* _EXERCISE MATERIAL_:
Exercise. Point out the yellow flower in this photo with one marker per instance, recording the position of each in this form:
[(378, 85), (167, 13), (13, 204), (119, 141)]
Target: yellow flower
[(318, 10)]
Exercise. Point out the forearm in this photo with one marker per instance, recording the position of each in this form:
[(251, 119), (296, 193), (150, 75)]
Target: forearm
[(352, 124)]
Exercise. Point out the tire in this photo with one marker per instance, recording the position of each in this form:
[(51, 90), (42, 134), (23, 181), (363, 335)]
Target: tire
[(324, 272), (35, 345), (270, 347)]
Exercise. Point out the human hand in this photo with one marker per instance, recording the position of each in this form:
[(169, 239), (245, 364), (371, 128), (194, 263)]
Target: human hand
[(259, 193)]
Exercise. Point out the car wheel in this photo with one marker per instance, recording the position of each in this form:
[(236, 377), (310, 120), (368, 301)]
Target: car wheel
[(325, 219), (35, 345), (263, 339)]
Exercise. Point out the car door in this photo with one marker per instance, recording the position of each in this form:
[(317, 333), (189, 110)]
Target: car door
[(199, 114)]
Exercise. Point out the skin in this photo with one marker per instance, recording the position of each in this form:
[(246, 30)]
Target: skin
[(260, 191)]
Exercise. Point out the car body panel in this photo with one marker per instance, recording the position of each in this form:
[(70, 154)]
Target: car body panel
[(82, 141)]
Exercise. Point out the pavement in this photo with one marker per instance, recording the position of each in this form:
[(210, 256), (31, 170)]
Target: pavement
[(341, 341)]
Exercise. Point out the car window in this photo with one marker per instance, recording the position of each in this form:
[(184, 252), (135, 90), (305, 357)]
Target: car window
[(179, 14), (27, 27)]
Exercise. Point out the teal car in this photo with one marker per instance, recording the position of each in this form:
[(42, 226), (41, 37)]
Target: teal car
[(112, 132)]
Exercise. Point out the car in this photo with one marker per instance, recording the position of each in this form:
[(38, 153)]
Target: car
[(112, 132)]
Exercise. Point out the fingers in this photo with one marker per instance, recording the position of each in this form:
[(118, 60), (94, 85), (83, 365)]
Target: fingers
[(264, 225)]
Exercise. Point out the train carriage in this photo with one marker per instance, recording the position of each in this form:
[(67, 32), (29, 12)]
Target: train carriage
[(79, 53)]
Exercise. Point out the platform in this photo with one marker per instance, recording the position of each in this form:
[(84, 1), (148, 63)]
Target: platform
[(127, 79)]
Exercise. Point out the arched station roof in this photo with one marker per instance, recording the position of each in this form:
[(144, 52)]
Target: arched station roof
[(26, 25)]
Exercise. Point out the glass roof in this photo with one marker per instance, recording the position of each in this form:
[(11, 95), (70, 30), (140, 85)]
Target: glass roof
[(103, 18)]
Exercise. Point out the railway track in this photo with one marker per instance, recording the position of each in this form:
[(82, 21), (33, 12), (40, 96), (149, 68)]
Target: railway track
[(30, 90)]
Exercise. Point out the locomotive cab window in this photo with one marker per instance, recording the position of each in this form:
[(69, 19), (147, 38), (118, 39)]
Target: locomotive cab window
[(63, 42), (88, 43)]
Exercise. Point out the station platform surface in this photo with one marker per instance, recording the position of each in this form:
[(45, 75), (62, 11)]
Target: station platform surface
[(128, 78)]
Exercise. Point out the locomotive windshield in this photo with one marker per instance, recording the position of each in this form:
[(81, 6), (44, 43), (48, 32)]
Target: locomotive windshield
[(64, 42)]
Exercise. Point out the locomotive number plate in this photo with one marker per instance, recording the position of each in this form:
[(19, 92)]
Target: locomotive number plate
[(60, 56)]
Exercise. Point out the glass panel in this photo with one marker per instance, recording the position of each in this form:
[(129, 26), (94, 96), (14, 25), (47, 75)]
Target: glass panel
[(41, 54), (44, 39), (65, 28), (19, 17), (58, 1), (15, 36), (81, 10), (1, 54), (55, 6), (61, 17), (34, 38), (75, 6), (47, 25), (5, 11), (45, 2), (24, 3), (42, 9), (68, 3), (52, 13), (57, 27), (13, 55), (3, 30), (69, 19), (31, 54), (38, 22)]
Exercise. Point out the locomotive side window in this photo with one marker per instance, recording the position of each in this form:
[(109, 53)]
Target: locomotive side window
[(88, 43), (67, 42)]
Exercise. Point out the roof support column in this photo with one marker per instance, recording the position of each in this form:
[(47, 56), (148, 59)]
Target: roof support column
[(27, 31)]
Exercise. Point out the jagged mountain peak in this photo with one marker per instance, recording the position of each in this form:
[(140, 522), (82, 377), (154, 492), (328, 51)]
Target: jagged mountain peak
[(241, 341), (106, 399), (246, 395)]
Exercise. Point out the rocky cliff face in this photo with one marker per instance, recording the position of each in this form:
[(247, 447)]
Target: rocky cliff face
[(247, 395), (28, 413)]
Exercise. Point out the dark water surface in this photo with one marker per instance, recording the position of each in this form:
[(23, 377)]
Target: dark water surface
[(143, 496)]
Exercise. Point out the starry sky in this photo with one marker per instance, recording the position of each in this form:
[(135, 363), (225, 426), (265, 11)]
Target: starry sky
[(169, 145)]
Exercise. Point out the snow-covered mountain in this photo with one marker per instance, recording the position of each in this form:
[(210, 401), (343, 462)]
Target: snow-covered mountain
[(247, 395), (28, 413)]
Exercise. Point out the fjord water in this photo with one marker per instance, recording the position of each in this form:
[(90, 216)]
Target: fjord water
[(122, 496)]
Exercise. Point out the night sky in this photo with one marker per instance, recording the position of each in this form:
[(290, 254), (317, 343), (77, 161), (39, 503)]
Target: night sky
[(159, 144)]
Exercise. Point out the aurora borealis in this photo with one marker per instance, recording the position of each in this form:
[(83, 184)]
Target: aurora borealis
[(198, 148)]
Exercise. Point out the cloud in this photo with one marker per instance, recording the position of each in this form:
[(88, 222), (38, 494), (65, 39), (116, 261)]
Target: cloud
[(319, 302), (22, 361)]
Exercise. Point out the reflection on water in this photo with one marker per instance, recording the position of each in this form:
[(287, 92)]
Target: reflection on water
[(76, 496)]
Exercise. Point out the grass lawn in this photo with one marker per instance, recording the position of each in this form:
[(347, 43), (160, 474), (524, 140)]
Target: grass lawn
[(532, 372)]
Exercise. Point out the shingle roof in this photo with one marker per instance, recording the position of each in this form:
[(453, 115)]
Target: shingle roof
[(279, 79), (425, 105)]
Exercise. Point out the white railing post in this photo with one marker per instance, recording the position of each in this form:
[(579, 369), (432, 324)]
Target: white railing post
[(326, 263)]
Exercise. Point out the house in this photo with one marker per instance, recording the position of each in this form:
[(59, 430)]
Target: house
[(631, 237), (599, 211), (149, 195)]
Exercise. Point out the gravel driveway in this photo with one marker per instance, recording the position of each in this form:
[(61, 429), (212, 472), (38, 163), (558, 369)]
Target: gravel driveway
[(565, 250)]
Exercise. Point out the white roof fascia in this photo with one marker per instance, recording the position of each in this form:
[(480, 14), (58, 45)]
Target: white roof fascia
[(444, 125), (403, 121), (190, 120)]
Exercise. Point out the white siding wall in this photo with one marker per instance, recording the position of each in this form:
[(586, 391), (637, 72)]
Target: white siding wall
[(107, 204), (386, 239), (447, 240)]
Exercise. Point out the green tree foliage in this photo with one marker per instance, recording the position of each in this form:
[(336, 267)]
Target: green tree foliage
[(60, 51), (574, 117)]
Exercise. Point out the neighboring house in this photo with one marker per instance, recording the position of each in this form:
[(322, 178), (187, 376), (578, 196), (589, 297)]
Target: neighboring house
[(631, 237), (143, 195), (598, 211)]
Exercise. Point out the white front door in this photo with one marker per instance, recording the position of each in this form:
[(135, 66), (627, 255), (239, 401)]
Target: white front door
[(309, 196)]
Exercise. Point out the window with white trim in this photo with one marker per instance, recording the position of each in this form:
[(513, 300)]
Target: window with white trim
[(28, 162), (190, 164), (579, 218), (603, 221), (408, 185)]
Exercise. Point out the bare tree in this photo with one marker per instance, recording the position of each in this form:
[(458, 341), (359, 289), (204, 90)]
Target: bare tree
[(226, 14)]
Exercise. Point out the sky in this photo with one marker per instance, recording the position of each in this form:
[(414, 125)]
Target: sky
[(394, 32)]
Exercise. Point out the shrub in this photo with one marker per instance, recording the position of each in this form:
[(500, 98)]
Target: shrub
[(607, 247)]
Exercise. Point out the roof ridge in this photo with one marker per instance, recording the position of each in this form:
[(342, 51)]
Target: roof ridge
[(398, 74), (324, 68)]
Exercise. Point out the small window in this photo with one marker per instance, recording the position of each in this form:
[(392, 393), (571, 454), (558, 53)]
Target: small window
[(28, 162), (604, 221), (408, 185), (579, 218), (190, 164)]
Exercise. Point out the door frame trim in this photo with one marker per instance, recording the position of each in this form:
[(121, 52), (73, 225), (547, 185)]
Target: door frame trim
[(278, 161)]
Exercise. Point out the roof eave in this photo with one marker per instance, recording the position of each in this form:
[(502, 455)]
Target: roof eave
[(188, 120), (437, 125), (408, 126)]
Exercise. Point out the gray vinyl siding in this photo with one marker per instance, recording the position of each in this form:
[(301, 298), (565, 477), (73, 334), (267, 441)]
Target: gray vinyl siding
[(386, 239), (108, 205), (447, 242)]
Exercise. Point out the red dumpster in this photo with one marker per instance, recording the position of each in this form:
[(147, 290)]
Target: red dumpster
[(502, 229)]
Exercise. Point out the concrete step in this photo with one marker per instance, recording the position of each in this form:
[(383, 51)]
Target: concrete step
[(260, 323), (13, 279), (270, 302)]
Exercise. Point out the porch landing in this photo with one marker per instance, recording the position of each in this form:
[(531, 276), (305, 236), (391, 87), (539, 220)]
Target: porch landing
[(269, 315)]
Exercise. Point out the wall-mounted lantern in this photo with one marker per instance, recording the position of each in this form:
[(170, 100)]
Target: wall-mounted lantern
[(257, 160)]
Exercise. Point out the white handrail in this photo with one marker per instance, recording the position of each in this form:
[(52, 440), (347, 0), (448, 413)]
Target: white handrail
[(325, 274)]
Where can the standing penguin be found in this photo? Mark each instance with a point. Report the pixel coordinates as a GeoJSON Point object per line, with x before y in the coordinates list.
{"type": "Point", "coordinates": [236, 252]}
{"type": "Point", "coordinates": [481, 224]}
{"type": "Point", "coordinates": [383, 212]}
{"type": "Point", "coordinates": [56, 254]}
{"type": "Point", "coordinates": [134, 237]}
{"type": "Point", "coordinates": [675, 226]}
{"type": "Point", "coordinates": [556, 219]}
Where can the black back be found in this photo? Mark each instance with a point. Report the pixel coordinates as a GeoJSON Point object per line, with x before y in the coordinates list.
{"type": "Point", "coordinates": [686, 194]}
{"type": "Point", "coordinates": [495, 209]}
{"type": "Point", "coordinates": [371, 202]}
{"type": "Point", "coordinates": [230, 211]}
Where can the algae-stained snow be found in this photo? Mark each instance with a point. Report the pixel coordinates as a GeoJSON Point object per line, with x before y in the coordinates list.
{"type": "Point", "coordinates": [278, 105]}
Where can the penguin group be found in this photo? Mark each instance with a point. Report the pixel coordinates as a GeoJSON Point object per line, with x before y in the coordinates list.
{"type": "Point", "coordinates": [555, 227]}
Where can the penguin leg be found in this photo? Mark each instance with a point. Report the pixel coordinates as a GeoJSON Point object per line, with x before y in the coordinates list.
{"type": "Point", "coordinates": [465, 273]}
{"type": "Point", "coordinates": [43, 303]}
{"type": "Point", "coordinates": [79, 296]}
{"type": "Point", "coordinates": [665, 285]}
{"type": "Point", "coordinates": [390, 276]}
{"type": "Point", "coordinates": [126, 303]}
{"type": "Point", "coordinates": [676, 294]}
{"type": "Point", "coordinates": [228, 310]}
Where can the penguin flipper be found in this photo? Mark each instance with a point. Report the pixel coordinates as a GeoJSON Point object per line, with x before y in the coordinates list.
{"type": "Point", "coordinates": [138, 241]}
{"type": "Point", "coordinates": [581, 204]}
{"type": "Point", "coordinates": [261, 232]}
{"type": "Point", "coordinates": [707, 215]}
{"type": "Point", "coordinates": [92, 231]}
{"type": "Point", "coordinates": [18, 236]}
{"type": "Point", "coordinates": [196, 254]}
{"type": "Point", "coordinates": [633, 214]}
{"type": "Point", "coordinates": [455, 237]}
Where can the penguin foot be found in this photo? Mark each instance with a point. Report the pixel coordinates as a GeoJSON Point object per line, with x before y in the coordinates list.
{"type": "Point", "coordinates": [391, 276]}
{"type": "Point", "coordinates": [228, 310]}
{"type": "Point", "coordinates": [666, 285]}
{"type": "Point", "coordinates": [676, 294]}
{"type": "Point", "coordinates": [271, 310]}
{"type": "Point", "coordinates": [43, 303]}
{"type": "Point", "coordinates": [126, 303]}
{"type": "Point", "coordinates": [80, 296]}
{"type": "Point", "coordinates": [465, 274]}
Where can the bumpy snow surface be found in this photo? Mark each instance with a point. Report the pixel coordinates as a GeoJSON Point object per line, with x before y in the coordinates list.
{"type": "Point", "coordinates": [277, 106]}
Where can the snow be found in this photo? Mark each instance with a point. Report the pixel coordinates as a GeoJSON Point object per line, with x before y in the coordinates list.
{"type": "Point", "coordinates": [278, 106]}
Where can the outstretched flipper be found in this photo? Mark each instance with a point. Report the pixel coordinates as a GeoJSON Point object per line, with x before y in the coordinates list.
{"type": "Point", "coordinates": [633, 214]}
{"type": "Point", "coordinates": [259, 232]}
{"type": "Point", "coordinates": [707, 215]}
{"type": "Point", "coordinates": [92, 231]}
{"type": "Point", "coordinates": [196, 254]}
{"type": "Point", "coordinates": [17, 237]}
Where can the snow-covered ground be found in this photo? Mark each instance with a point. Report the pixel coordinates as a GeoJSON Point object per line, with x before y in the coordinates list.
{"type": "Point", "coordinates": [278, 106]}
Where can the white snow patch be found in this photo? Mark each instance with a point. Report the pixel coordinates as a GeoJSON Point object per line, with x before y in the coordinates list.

* _PROBLEM STATEMENT_: Copy out the rows above without changes, starting at the line that contains "Exercise. Point out the starry" and ending at the line that contains "[(198, 148)]", with both of those lines included.

* _RESPONSE FOR THIS EXERCISE_:
Exercise. Point out the starry sky in this photo with one marker per instance, recording the position of each in this form:
[(135, 363), (225, 426), (265, 11)]
Target: starry sky
[(169, 145)]
Exercise. Point out the snow-covered mountain in this photo with one marker per instance, recording the position of each in this form:
[(210, 401), (343, 462)]
Target: snow-covered mountain
[(247, 395), (28, 413)]
Exercise. Point out the fjord water in this photo with one marker per instance, recording the position of each in this form:
[(90, 216)]
Target: fjord water
[(122, 496)]
Exercise. Point out the night sky in this photo with one marker per instance, recording the position of each in this form:
[(290, 254), (317, 343), (77, 161), (39, 503)]
Target: night sky
[(159, 144)]
Exercise. Point out the aurora borealis in this photo with one marker per instance, recording the position of each in this form:
[(83, 184)]
Target: aurora borealis
[(198, 148)]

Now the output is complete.